Source passage
--- START ---

What’s your favorite word or phrase right now?

It’s on my graduation stole. My only talent is that I believe in myself so much that I just don’t quit.

Nicole Lee

Behind every successful student is a caring adult. Who has been one of your caring adults?

Ms. [Dorothy] Young! She was motherly and caring. In middle school, I ended up going through a rebellious period. I didn’t want to go to school and I didn’t express to my parents all that was going on. I got seven referrals in one week. Or maybe it was one day! [She laughs.] Ms. Young pulled me into her office. She wanted to know what was going on with me. I was just shrugging my shoulders and she said I’m calling your aunt—she had worked at Hillside, so Ms. Young knew her. I told her not to call my aunt as she was tough, but she did so anyway. That’s probably why she called her! My aunt came to the school and gave me a few choice words and it was what I needed to hear.

Ms. Young’s care stuck with me and how she said I needed to straighten up. You knew when she was serious and what her expectations for you were and that she expected you to know and follow the rules.

Speaking of Mrs. Young, where are you at in the creative process with this work commemorating her on her 2021 Diether Haenicke Promise of Excellence Award?

I’m just touching it up. Putting on some final touches.

What medium are you using?

It’s a 16 x 20 digital art piece.

What else can you tell us about the piece? Have you titled it yet?

I do not have a title for it. I can tell you there are a few hidden messages in her portrait. For instance, you’ll find yellow in her skin tone, and blue in the background representing her sorority, Sigma Gamma Rho.

Also, the red and white in the piece represent Hillside Middle School. There is a book in front of her with an eagle on a page. The eagle is Hillside’s mascot and is holding a ribbon with the word “excellence” on it, referencing the Diether award she received from CIS.

--- END ---

Task list
**A)** According to the interview about the portrait of Ms. Young, what do the red and white in the piece represent?
**B)** Carry on the interview about the portrait of Ms. Young, picking up after its final sentence.

Material supplied
--- START ---

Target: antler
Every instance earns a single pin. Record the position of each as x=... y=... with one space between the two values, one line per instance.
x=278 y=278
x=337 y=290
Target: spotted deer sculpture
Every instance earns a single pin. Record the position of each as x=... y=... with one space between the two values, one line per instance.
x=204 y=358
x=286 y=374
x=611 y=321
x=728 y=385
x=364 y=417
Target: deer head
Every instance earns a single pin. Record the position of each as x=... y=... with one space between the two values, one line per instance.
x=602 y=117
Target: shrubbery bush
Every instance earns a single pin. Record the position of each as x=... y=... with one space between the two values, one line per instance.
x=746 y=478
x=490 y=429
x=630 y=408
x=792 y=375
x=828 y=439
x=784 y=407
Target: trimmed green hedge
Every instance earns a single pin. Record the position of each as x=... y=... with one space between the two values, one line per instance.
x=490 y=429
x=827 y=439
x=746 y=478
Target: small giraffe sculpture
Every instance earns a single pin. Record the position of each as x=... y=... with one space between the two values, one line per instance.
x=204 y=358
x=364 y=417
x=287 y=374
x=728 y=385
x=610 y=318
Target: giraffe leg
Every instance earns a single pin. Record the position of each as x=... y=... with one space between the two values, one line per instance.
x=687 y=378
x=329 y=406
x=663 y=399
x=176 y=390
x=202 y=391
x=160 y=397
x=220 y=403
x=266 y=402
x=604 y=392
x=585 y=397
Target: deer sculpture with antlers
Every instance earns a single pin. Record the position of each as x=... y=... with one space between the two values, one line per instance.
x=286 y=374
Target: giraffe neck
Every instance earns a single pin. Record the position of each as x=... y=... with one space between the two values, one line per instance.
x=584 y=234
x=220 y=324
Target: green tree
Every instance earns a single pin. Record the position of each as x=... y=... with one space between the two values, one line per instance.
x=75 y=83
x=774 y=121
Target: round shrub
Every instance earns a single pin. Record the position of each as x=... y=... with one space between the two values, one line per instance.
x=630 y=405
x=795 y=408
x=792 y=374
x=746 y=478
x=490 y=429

--- END ---
--- START ---

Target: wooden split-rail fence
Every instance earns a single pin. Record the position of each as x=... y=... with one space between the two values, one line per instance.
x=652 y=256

--- END ---
--- START ---

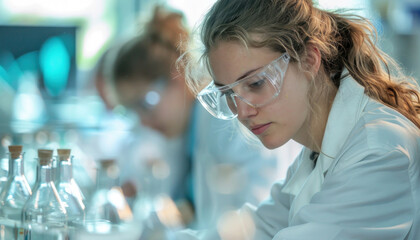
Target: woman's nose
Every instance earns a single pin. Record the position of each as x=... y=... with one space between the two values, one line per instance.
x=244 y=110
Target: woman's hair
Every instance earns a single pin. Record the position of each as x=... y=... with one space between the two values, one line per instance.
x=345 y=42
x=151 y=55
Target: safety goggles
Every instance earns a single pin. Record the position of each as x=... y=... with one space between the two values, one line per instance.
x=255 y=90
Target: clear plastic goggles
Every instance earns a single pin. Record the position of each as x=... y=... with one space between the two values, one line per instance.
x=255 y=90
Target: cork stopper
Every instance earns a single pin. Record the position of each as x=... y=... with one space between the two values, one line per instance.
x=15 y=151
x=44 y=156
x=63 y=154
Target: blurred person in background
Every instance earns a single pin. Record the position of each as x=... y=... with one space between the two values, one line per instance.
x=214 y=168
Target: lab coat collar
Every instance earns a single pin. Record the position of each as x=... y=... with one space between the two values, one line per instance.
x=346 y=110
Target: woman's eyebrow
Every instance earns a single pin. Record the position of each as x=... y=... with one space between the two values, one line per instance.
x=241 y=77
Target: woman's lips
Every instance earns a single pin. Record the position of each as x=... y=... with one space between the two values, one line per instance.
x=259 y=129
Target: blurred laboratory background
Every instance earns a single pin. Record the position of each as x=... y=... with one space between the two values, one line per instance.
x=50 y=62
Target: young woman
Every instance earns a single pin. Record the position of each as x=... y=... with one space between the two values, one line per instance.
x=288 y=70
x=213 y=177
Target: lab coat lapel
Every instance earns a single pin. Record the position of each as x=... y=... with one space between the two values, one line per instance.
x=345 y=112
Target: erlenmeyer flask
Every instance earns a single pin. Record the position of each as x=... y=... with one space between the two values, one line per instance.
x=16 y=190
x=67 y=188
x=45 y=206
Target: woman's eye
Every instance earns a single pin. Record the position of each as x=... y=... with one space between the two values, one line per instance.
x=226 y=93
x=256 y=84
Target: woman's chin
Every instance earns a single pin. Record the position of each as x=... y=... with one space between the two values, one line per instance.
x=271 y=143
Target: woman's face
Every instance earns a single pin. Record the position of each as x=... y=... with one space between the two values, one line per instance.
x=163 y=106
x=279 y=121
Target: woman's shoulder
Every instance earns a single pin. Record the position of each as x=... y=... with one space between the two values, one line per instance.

--- END ---

Response list
**A)** Hillside Middle School

**B)**
We can’t wait to see it! … In addition to your own work as an artist, you are the founder and director of the Artists of Color Initiative which lifts up the work of Black artists, artists of color. Giving their work a platform for which to speak about important matters that impact us all, like gun violence, makes us a stronger, more informed community. Is that how would you describe your new organization?

That is part of our mission. To lift up not just Black artists but all artists of color. The other part is to change narratives by networking artists with businesses so they can gain artistic opportunities. Art communicates to everyone.

Changing narratives reminds me of the interview you did with Second Wave Media. You were asked your thoughts on how Kalamazoo has been changed by the pandemic, Black Lives Matter, and issues of inequality. You said that you and your organization have learned that “in order to fix problems or change narratives of the past that we have to work together as a community. It’s not the task of one individual, but the task of many. In order to achieve those tasks we have to educate and be receptive in the eyes of one another.”

Your response really resonated for me because that’s what we do at CIS, work to change narratives when it comes to kids and education. No one organization can do it alone and that’s why we depend upon others to join with us in the work.

What we both do is healing work. And I believe art is a powerful tool for change.

Our time is just about up. We didn’t get a chance to talk much about the wearable art you create.

I’m not doing that much anymore. I’ve had to move away from my customizing work to focus on the arts organization.

Anything else we should know about you?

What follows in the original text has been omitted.